TASK STATEMENT
Nothing but the records beneath, reproduced exactly, should appear in the answer.

[Extracted records]
»»

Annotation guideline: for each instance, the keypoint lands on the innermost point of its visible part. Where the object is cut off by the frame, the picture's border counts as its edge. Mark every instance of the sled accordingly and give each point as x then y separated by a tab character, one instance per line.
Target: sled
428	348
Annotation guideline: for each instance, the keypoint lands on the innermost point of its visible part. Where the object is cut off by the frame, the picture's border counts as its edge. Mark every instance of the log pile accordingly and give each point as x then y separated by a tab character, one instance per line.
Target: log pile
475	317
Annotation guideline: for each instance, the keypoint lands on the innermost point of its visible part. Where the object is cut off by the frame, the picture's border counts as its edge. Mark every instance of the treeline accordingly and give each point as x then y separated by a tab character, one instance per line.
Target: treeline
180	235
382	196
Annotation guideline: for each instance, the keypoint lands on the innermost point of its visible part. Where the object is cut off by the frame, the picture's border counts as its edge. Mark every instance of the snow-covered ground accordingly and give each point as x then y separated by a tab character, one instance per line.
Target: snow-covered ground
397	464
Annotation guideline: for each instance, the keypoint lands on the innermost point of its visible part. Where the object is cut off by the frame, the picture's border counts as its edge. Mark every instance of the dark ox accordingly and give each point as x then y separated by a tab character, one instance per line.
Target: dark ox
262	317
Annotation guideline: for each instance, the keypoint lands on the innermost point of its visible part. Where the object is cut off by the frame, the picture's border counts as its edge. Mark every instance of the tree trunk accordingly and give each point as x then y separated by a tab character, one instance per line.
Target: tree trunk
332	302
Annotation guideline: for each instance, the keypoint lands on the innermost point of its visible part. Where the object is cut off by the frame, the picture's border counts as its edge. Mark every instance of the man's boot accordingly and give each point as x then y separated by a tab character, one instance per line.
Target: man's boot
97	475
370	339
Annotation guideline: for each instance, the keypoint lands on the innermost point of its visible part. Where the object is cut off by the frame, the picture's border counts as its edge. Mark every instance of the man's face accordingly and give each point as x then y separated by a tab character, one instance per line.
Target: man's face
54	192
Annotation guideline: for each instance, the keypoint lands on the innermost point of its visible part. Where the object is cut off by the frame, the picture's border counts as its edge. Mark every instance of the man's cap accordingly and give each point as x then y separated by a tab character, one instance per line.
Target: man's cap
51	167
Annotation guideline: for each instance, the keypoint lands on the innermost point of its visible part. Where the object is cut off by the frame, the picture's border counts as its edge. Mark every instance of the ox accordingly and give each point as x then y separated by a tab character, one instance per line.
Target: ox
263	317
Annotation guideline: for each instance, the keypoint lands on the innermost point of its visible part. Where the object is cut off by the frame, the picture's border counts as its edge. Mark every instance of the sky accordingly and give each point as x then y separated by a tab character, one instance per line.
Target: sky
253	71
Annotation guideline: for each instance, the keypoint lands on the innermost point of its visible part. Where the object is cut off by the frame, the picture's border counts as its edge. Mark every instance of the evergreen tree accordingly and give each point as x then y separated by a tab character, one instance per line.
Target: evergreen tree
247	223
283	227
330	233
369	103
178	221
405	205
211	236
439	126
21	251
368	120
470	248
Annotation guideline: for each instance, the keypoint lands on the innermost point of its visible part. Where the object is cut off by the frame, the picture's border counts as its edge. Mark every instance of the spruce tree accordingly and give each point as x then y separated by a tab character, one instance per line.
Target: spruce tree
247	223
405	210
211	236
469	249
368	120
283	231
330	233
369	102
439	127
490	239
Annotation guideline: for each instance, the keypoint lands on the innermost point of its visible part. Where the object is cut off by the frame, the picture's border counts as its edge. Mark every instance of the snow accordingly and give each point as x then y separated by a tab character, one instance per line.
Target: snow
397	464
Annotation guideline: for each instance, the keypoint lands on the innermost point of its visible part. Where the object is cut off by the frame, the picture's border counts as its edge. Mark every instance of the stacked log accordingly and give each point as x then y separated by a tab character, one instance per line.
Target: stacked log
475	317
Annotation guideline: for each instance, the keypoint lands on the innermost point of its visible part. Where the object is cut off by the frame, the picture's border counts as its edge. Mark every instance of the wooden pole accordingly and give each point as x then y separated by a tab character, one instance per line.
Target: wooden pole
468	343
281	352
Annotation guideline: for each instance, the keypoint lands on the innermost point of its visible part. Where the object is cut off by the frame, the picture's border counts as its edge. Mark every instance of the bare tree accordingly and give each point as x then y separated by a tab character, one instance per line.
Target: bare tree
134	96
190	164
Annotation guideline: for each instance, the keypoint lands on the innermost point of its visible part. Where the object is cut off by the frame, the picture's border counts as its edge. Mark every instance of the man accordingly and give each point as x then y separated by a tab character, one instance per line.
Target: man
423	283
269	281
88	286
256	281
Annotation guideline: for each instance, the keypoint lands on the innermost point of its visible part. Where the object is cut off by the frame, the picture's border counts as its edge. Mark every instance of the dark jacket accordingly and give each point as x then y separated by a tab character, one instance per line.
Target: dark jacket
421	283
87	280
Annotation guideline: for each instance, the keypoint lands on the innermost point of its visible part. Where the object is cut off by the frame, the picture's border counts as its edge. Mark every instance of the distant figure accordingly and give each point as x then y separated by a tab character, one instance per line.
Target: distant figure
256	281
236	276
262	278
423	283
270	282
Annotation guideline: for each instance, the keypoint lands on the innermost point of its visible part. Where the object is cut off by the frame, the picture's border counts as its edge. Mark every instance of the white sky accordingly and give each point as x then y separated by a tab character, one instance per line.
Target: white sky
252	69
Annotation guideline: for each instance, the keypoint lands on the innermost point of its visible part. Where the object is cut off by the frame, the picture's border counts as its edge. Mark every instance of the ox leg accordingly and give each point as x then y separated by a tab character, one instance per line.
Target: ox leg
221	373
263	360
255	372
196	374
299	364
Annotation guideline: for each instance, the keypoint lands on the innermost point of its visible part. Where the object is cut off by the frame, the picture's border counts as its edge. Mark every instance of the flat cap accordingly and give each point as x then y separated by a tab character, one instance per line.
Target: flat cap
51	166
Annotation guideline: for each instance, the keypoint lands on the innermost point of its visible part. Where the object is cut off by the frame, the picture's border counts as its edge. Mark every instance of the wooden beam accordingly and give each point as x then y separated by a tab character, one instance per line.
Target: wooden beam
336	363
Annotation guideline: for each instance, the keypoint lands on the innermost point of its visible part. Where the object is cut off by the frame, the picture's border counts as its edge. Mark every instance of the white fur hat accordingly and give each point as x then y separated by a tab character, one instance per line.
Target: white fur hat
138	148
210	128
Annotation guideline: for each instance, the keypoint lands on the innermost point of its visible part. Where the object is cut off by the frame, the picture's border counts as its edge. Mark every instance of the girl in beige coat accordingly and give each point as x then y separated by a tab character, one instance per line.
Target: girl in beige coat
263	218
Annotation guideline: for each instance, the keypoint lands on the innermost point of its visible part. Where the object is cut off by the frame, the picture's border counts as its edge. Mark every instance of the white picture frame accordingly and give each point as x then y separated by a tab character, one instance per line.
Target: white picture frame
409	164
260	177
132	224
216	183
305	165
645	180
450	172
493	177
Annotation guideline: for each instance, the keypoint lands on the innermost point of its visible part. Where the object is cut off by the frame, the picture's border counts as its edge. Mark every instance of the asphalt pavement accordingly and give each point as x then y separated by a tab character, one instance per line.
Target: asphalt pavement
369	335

««

ANSWER TO THIS TASK
Annotation guideline: for each instance, the keypoint lands on the innermost point of its visible part. Where the object is cut off by the frame, the picture's border counts as its edge. Mark every instance of the sled accordingly and give each point as x then y separated by a tab character, one instance per line.
Target: sled
428	348
Annotation guideline: for each instance, the keypoint lands on the innermost point of its visible part. Where the object is cut off by the frame, the picture's border counts as its edge. Mark every instance of the log pile accordingly and give each point as x then y separated by a tab character, one instance per line.
Target: log pile
475	317
Annotation guideline: for each instance, the keypoint lands on the innermost point of its visible part. Where the object is cut off by the frame, the picture's border counts as its edge. Mark every instance of the treeline accordingly and give each point as x then y separated by a tab character, one instance per line.
Target: treeline
180	235
382	196
Annotation guideline: for each instance, the keypoint lands on the innermost point of its visible part. Where the object is cut off by the frame, the picture's border counts as its edge. Mark every instance of the snow-covered ground accordingly and give each point as x then y separated by a tab character, one instance per line.
Target: snow-covered ground
397	464
Annotation guideline: for each instance, the keypoint lands on the innermost point of its visible part. Where the object is cut off by the frame, the picture's border counts as its edge. Mark every instance of the dark ox accordingly and give each point as x then y separated by a tab character, one instance per line.
Target: dark ox
262	317
Annotation guideline: for each instance, the keypoint lands on the innermost point of its visible part. Where the object is cut off by the frame, the picture's border counts as its edge. Mark every instance of the tree trunk accordingly and give each point as x then y separated by a tab character, one instance per line.
Target: tree trunk
332	302
Annotation guideline: for each instance, the keypoint lands on the innermost point of its visible part. Where the object is cut off by the frame, the picture's border counts as its edge. Mark every instance of the man's boot accordingly and give each point as x then y separated by a tab character, one instance per line.
Target: man's boot
97	475
370	339
Annotation guideline: for each instance, the keypoint lands on the innermost point of its visible part. Where the object is cut off by the frame, the picture's border counts as its edge. Mark every instance of the man's face accordingly and give each point as x then y separated by a tab character, one instance per line.
Target: man's face
54	192
Annotation guideline: for each instance, the keypoint lands on the innermost point of its visible part. Where the object is cut off by the frame, the picture's border counts as its edge. Mark every instance of the man's cap accordingly and give each point as x then y separated by a tab character, one instance per line.
Target: man's cap
51	167
Annotation guideline: for each instance, the keypoint lands on the innermost point of its visible part. Where the object is cut off by the frame, the picture's border counts as its edge. Mark every instance of the ox accordingly and give each point as x then y separated by a tab character, one instance per line.
Target: ox
263	317
Annotation guideline: for each instance, the keypoint lands on the innermost point of its visible part. Where the object is cut off by the frame, the picture's border counts as its edge. Mark every instance of the sky accordingly and give each point as x then y separated by a tab character, one instance per line.
Target: sky
253	71
Annotation guideline: for each instance, the keypoint lands on the innermost point of its visible part. Where the object is cut off by the frame, the picture's border counts as its edge. Mark every instance of the evergreen tree accordingly and give each point as x then y separated by a tab character, one instance per line.
Target: evergreen tree
247	223
283	227
330	233
369	103
178	221
405	205
211	236
439	126
21	251
368	120
470	248
Annotation guideline: for each instance, the keypoint lands on the innermost point of its visible part. Where the object is cut off by the frame, the picture's border counts as its edge. Mark every instance of the spruce tree accordingly and give each point as x then y separated by a tab character, one instance per line.
Target: spruce tree
247	223
405	210
211	236
469	249
368	120
283	231
330	233
369	102
439	127
490	239
Annotation guideline: for each instance, the keypoint lands on the innermost point of its visible part. Where the object is cut off by the frame, the picture's border counts as its edge. Mark every instance of the snow accordingly and give each point as x then y separated by a tab character, one instance per line.
Target: snow
397	464
Annotation guideline: for each instance, the keypoint lands on the innermost point of its visible part. Where the object is cut off by the frame, the picture's border counts as its edge. Mark every instance of the stacked log accordingly and give each point as x then y separated by a tab character, one instance per line.
Target: stacked log
475	317
Annotation guideline: for each instance, the keypoint lands on the innermost point of its visible part. Where the object is cut off by the frame, the picture's border counts as its edge. Mark every instance of the wooden pole accordingly and give each point as x then y separated by a tab character, one instance per line.
Target: wooden pole
468	343
281	352
Annotation guideline: for each instance, the keypoint lands on the innermost point of its visible part. Where the object is cut off by the frame, the picture's border counts as its edge. Mark every instance of the bare tree accordingly and give each point as x then y separated by a tab character, one instance per line.
Target: bare tree
134	96
190	164
Annotation guideline: for each instance, the keypoint lands on the innermost point of its visible part. Where the object is cut off by the frame, the picture's border counts as its edge. Mark every instance of the man accordingly and give each point as x then y separated by a tab character, one instance per line.
Target: man
423	283
269	281
88	286
256	281
Annotation guideline: for each instance, the keypoint lands on the innermost point of its visible part. Where the object is cut off by the frame, the picture's border counts as its edge. Mark every instance of the dark jacket accordingly and give each point as x then y separated by a tab character, one instance per line.
Target: dark jacket
421	283
87	280
Annotation guideline: for each instance, the keypoint lands on the innermost point of its visible part. Where the object is cut off by the frame, the picture's border counts as its edge. Mark every instance of the distant figure accordingly and give each point as x then y separated by a tab character, one instance per line.
Target: distant figure
256	281
236	276
262	278
423	283
270	282
Annotation guideline: for each instance, the keypoint lands on the innermost point of its visible part. Where the object is cut off by the frame, the picture's border counts as its edge. Mark every instance of the white sky accordingly and give each point as x then y separated by a tab character, one instance per line.
Target: white sky
252	69
Annotation guideline: for each instance, the keypoint lands on the innermost point of its visible part. Where the object is cut off by the frame, the picture's border counts as its edge. Mark every instance of the ox leg accordingly and give each point as x then y separated by a tab character, one instance per line.
Target: ox leg
221	373
263	360
255	372
196	374
299	364
Annotation guideline: for each instance, the keypoint lands on the innermost point of its visible part. Where the object is cut off by the frame, the picture's border counts as its edge. Mark every instance of the flat cap accordingly and give each point as x then y separated by a tab character, one instance per line.
Target: flat cap
51	166
Annotation guideline: for each instance, the keypoint lands on the innermost point of its visible part. Where the object is cut off by the frame, the picture's border counts as its edge. Mark every instance of the wooden beam accordingly and give each point as x then y separated by a tab character, one instance per line.
Target: wooden beam
336	363
Annotation guideline: for each instance, the keypoint lands on the innermost point of its visible part. Where the object is cut off by the frame, the picture's border counts as its edge. Mark every instance of the white fur hat accordingly and give each point as x then y separated by a tab character, one instance per line.
Target: white fur hat
138	148
210	128
Annotation guideline: for each instance, the keypoint lands on the innermost point of its visible part. Where the object is cut off by the frame, the picture's border counts as its edge. Mark every instance of the girl in beige coat accordingly and give each point as x then y separated by a tab character, one instance per line.
Target: girl in beige coat
263	218
Annotation guideline: for each instance, the keypoint lands on the innermost point of its visible part. Where the object is cut off by the frame, the picture's border counts as its edge. Mark every instance of the white picture frame accordingly and give each point as x then y separated by a tab character, one instance per line.
Target: white picture frame
409	164
260	177
132	224
216	183
305	165
645	180
450	172
493	177
Annotation guideline: for each instance, the keypoint lands on the innermost point of its visible part. Where the object is cut off by the frame, the picture's border counts as its edge. Mark every instance of the asphalt pavement accordingly and give each point as x then y separated by a tab character, one instance per line.
Target: asphalt pavement
369	335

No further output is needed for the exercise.